◆ DATA PROVIDED:
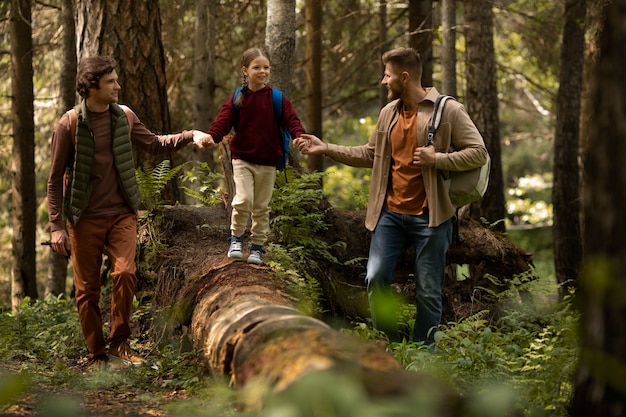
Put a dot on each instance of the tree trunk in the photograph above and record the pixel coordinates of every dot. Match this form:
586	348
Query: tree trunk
382	48
421	35
448	47
313	26
599	385
482	104
130	31
566	188
57	264
280	43
204	71
23	192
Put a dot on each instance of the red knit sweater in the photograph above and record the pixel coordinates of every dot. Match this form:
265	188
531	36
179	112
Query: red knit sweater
257	139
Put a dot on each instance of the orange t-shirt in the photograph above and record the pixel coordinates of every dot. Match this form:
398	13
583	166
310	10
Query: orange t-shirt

◆ PROBLEM:
Keep the pictures out of the copy and write out the data exactly as it stands.

◆ RESULT OF THE TASK:
Put a dot on each instance of the tree trunk in the photograph above and record the pixel coordinates of every dot. Match this form:
586	348
Query: tree trunk
382	48
421	35
448	47
313	26
599	385
482	104
130	31
566	188
57	264
280	43
204	71
23	192
Put a dot on each instance of the red knit sweater in the photograph above and record the pixel coordinates of every dot. Match this form:
265	188
531	36
179	112
Query: red knit sweater
257	139
Put a dot on each instance of the orange t-shirt in the photograph above and record the pixel coordinates of every dot. Match this form:
398	13
583	166
310	10
Query: orange t-shirt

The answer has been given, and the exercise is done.